▶ _What the task asks_:
Begin at the line containing "right arm, with integer pixel coordinates." in the entries below and end at the line containing "Query: rock face"; transcribe that range exactly and nothing outside it.

Data provided START

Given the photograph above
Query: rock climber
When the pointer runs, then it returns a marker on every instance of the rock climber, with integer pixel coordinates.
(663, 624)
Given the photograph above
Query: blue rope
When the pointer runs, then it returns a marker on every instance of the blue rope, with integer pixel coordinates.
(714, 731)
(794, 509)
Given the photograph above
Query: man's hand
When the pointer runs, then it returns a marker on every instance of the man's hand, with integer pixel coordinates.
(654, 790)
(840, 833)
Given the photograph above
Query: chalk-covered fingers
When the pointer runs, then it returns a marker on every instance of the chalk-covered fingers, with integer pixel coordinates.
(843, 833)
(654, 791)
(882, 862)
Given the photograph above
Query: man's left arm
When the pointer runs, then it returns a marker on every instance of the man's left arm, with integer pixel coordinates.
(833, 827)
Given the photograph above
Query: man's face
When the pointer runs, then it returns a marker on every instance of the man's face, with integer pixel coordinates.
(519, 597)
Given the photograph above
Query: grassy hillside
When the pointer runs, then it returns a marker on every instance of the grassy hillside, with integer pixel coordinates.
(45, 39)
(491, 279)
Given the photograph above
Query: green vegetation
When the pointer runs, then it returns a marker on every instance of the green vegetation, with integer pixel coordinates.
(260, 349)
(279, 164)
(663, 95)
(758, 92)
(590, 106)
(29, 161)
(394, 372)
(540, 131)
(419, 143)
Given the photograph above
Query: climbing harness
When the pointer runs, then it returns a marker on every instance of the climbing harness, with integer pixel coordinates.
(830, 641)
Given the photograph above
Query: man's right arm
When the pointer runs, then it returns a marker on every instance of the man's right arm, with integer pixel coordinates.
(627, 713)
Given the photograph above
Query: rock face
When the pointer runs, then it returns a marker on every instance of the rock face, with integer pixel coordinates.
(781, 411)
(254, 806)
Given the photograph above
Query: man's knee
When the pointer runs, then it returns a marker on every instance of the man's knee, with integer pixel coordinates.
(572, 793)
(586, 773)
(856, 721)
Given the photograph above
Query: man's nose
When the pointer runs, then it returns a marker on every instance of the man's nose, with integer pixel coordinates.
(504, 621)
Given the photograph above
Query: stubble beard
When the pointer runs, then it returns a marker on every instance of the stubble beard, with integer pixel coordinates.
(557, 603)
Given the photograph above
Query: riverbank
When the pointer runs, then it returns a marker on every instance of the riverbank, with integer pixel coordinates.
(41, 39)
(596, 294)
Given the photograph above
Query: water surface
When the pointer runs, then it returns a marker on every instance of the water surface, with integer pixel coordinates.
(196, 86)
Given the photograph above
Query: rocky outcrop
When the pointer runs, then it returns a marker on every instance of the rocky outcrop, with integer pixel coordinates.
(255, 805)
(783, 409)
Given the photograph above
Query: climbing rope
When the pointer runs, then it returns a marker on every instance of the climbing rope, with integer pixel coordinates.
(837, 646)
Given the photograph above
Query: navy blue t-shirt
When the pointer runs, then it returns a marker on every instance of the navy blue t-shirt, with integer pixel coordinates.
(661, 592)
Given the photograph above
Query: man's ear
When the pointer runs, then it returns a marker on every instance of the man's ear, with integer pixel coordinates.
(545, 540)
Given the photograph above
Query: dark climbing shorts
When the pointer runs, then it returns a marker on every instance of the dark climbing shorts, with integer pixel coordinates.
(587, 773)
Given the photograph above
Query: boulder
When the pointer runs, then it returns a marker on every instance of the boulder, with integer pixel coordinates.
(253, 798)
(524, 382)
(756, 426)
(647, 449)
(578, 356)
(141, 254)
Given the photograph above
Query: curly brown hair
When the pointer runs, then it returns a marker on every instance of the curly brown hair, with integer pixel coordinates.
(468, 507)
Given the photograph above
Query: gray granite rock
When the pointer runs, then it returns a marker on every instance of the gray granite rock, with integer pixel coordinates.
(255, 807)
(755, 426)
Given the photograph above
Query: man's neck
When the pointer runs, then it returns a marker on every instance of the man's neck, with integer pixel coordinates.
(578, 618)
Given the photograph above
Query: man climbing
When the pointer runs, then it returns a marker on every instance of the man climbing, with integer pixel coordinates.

Data provided END

▶ _Solution for this task_:
When the pointer runs, then it returns a marker on every instance of the man's right arm, with integer pixel coordinates.
(627, 713)
Given the photograph above
Query: rock face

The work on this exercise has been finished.